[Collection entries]
++++++++

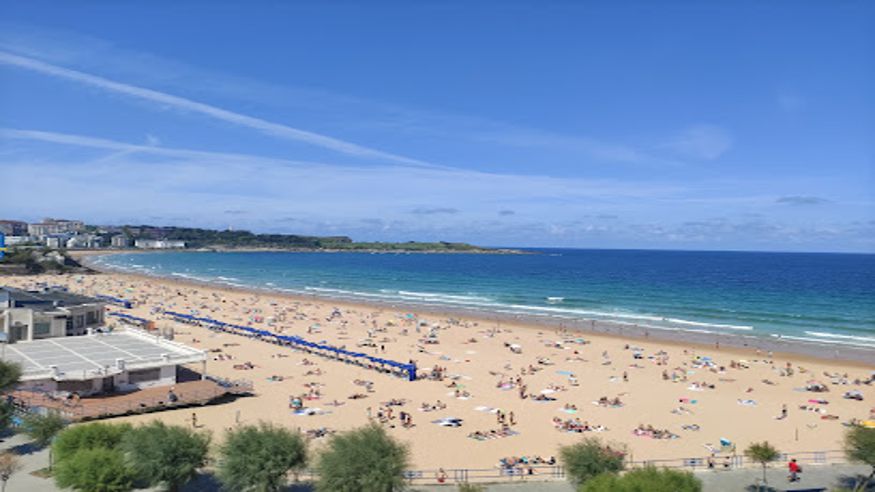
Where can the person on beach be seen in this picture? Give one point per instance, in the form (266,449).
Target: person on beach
(795,470)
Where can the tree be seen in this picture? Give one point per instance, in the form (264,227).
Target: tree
(762,453)
(589,458)
(7,411)
(94,470)
(860,447)
(88,436)
(259,458)
(365,459)
(10,373)
(9,464)
(650,478)
(42,428)
(165,455)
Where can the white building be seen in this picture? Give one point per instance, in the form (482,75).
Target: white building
(84,241)
(56,241)
(159,244)
(121,241)
(27,315)
(100,363)
(55,226)
(16,240)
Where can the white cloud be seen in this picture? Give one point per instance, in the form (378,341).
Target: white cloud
(703,142)
(266,127)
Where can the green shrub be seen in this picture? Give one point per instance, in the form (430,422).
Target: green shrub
(259,458)
(94,470)
(88,436)
(362,460)
(589,458)
(164,455)
(649,479)
(762,453)
(42,428)
(859,447)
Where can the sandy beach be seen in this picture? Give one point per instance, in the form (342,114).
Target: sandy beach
(519,389)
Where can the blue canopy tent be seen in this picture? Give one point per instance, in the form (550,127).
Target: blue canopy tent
(115,300)
(410,369)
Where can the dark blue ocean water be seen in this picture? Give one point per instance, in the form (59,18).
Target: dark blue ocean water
(826,297)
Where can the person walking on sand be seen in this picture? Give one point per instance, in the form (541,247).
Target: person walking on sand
(795,470)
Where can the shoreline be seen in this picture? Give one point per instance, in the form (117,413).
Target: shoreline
(751,345)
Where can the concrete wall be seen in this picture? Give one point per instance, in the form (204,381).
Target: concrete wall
(121,381)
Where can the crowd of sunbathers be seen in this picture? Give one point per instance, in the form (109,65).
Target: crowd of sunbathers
(427,407)
(650,431)
(576,425)
(609,402)
(504,431)
(515,461)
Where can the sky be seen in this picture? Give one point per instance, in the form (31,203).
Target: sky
(722,125)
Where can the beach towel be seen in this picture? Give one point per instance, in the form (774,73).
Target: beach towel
(486,409)
(310,412)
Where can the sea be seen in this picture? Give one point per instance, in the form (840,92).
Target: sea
(810,297)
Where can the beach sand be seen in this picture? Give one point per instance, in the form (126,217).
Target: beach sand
(477,355)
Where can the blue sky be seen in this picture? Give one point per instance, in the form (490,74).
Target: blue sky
(687,125)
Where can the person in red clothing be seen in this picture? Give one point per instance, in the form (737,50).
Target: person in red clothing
(795,470)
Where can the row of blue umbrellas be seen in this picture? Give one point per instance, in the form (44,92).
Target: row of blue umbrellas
(122,302)
(296,340)
(129,317)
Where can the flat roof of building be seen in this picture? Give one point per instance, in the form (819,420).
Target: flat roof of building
(47,299)
(91,356)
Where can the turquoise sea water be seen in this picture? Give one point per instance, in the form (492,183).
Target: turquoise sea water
(824,297)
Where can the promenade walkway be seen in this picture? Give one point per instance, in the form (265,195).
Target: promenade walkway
(826,476)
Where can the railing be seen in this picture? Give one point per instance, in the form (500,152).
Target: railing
(740,461)
(557,472)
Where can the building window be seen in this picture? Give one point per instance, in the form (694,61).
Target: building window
(41,329)
(144,375)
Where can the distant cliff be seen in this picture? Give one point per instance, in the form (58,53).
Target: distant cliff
(244,240)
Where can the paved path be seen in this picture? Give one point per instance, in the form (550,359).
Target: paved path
(714,481)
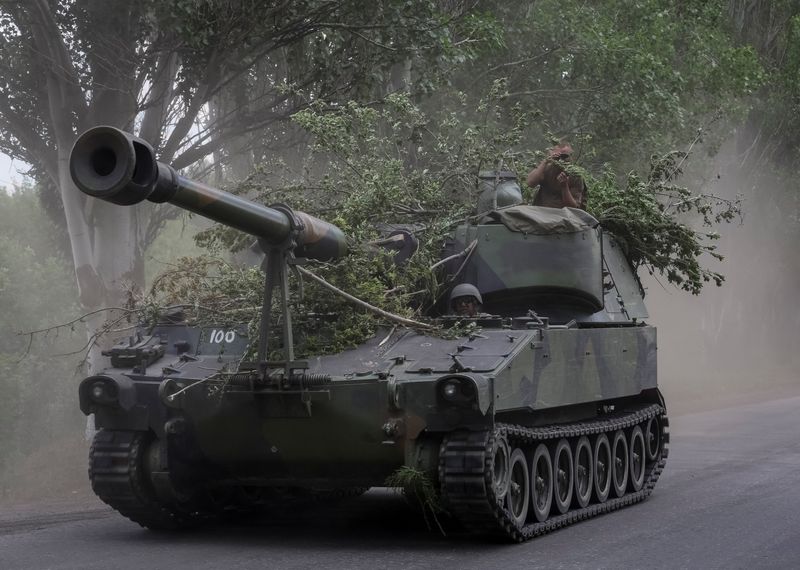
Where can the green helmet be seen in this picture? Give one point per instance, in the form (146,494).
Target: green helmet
(465,290)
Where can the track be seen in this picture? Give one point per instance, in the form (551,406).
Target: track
(466,471)
(116,470)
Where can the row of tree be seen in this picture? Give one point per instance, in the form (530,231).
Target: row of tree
(220,87)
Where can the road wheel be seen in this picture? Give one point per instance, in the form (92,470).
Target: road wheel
(636,449)
(500,468)
(602,468)
(583,472)
(519,485)
(619,462)
(563,476)
(541,483)
(652,438)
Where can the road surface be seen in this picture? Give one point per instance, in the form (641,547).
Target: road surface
(729,498)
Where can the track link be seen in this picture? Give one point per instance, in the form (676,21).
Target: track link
(465,473)
(118,476)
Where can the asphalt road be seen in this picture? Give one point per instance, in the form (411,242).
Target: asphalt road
(729,498)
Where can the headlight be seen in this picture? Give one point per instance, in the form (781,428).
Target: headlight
(107,389)
(450,390)
(104,392)
(456,390)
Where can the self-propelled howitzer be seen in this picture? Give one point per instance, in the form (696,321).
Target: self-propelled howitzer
(543,412)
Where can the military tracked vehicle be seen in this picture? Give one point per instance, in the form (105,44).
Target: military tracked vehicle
(542,411)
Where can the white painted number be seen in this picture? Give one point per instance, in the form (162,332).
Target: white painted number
(217,336)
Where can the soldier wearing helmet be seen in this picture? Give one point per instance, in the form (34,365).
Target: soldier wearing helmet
(557,189)
(465,300)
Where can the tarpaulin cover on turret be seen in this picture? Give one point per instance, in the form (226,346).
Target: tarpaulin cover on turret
(538,220)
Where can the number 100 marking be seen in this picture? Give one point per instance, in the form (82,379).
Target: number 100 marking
(218,336)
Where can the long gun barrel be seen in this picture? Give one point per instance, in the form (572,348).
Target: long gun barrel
(115,166)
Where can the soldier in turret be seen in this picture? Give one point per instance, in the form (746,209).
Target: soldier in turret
(557,189)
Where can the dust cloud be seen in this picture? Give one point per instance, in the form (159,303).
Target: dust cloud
(738,342)
(727,346)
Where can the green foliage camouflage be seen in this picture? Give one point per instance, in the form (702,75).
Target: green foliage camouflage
(396,165)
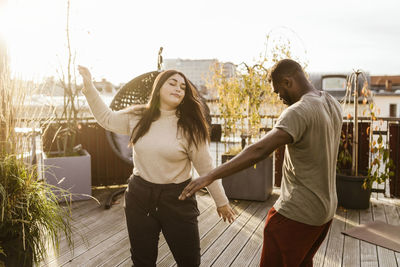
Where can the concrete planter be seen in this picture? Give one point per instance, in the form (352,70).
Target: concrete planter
(251,183)
(70,173)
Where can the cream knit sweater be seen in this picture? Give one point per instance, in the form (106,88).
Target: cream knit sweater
(162,155)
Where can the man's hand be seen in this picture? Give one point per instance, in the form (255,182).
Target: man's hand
(195,186)
(227,213)
(86,75)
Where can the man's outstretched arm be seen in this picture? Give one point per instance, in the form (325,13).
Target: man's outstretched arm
(248,157)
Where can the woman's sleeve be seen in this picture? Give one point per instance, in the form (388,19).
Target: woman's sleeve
(115,121)
(203,163)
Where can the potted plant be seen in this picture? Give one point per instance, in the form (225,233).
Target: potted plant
(69,166)
(30,214)
(353,184)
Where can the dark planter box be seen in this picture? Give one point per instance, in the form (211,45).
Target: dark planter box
(251,183)
(350,193)
(216,132)
(16,255)
(70,173)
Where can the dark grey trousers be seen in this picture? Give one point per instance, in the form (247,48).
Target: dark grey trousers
(151,208)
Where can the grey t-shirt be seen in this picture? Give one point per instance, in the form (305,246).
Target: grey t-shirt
(308,190)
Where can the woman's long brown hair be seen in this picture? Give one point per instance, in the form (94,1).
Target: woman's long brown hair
(190,113)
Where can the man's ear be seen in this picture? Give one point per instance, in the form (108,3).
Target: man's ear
(287,82)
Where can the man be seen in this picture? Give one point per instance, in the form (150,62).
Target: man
(310,128)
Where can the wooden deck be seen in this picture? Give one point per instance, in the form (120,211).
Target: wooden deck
(101,237)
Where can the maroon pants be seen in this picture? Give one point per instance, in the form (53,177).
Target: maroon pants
(290,243)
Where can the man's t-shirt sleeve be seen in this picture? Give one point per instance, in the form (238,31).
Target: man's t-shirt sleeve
(292,122)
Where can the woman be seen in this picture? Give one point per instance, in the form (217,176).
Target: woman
(168,135)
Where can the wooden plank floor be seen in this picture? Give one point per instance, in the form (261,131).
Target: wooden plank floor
(101,239)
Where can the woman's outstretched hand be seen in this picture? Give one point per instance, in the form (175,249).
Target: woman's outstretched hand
(227,213)
(86,75)
(195,186)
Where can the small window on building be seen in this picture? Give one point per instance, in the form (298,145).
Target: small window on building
(393,110)
(334,83)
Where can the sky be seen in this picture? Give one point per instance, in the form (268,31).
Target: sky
(119,40)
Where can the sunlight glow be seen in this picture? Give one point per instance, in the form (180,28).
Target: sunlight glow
(119,40)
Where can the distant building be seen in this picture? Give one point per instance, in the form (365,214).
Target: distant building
(198,71)
(386,91)
(387,94)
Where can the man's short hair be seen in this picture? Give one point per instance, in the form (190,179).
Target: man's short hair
(284,68)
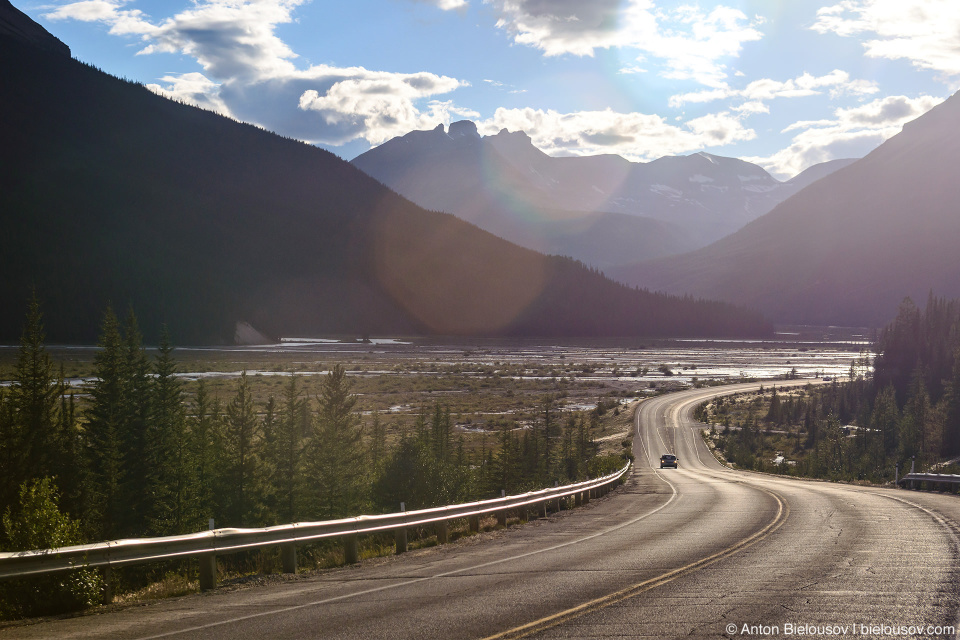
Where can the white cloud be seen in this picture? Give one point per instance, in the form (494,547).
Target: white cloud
(447,5)
(853,132)
(690,43)
(925,32)
(635,136)
(758,91)
(382,104)
(249,72)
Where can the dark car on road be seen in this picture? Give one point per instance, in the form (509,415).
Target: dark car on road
(669,460)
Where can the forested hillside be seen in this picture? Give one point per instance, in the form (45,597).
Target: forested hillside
(112,194)
(850,246)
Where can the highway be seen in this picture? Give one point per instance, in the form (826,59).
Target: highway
(700,551)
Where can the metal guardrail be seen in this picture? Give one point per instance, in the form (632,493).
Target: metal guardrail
(206,545)
(930,481)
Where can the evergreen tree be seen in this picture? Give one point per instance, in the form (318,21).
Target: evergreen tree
(171,480)
(951,410)
(286,464)
(378,443)
(34,401)
(205,442)
(105,428)
(886,419)
(334,468)
(136,395)
(240,456)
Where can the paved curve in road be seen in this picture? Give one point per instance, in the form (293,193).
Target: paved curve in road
(698,551)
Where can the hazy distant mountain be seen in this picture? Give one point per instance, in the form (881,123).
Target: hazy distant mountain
(848,248)
(623,211)
(110,193)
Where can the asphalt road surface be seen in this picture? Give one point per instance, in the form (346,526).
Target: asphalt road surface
(700,551)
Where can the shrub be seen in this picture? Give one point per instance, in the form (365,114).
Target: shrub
(37,523)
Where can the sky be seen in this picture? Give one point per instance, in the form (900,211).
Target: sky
(781,83)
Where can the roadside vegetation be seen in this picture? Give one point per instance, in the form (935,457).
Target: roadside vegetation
(137,450)
(903,414)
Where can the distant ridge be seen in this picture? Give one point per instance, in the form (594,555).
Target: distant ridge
(849,247)
(118,196)
(603,210)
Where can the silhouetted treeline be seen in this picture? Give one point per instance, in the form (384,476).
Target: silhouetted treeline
(906,414)
(138,457)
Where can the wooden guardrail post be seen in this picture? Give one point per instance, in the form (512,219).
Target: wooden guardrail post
(288,557)
(208,572)
(443,532)
(351,548)
(107,585)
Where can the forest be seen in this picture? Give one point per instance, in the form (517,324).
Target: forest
(137,455)
(904,414)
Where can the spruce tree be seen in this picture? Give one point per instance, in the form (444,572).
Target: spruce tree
(240,451)
(334,458)
(171,478)
(286,458)
(34,401)
(205,442)
(105,429)
(137,398)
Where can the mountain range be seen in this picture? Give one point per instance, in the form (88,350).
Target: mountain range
(112,195)
(848,248)
(603,210)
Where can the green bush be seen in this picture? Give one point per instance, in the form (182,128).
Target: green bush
(37,523)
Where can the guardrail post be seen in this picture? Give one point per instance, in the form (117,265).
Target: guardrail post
(107,585)
(351,551)
(208,572)
(288,557)
(401,535)
(443,532)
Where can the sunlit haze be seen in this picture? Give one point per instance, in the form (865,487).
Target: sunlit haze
(782,84)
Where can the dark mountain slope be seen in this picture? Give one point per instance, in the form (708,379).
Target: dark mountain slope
(603,209)
(17,25)
(109,193)
(848,248)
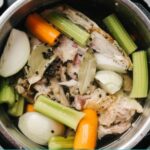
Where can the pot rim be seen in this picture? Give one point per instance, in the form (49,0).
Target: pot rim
(142,132)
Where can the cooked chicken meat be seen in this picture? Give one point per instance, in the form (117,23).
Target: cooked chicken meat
(108,54)
(115,129)
(67,49)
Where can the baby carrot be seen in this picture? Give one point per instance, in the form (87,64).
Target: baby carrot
(86,133)
(29,108)
(42,29)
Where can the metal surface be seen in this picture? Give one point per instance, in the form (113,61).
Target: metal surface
(128,12)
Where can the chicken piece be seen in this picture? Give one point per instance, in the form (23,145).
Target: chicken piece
(97,100)
(69,83)
(23,88)
(58,92)
(109,55)
(122,110)
(67,49)
(101,104)
(115,129)
(62,73)
(42,88)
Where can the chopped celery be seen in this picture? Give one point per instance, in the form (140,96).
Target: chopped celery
(7,94)
(120,34)
(58,142)
(69,28)
(140,75)
(63,114)
(17,109)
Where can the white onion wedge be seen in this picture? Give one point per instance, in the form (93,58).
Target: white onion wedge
(39,128)
(15,54)
(109,81)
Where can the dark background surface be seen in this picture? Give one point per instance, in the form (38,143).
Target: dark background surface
(145,143)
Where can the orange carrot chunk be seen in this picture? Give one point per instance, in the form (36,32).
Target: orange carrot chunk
(42,29)
(86,133)
(29,108)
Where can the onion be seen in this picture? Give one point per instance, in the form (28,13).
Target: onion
(110,81)
(39,128)
(15,54)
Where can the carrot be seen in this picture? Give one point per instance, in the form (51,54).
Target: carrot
(29,108)
(42,29)
(86,133)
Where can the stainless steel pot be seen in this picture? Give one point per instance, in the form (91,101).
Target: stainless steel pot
(130,14)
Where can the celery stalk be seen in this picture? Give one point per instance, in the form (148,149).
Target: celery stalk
(7,94)
(63,114)
(140,75)
(17,109)
(69,28)
(120,34)
(58,142)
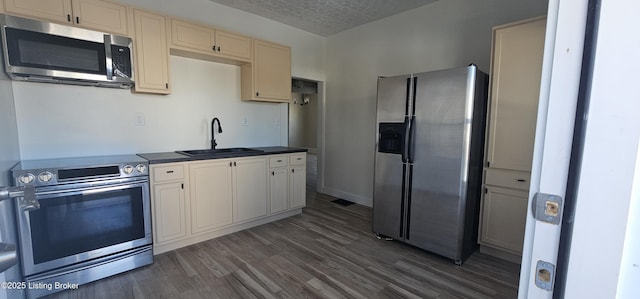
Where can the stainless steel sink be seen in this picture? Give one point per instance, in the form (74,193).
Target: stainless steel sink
(219,152)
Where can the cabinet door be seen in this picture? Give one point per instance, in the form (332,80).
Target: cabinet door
(100,15)
(297,186)
(272,71)
(53,10)
(191,36)
(234,45)
(152,56)
(169,212)
(504,214)
(250,186)
(211,195)
(279,189)
(516,69)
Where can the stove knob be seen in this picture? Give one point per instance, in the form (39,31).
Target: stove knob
(141,168)
(26,178)
(128,169)
(45,176)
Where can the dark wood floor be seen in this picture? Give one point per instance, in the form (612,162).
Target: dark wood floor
(326,252)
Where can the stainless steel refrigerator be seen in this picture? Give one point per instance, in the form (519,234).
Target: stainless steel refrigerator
(428,161)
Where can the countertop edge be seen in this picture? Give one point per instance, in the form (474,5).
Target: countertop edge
(173,157)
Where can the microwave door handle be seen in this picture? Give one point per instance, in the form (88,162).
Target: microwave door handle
(108,56)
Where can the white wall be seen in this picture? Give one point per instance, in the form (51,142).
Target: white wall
(608,176)
(440,35)
(61,121)
(9,156)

++++++++

Task description:
Reproduce, word for word, every line starting at the line that contains "Where can the stove" and ending with the final line of the entries.

Response:
Where can the stove knob be seen in this picture? Give one point per instance, in the form (39,31).
Target: stove knob
(141,168)
(26,178)
(128,169)
(45,176)
Where can the dark wood floor be seen in this picture? Give one point per instance, in the form (612,162).
Target: dark wood floor
(326,252)
Where can the stainless steel refrigerator be seen in this picture? Give one point per instance, in the form (519,234).
Target: stainless steel refrigerator
(428,161)
Where can the countertop edge be seen in this picture? Give one point per instance, in the form (474,5).
Target: countertop edge
(173,157)
Where can the microwave door handle be seen in this picture? Give one point per instance, in the form (88,162).
Target: microwave door handle
(108,56)
Where can the white wall be seen in this picture? Give one point per instance, in the form (51,142).
Target: white wall
(608,176)
(440,35)
(61,121)
(9,156)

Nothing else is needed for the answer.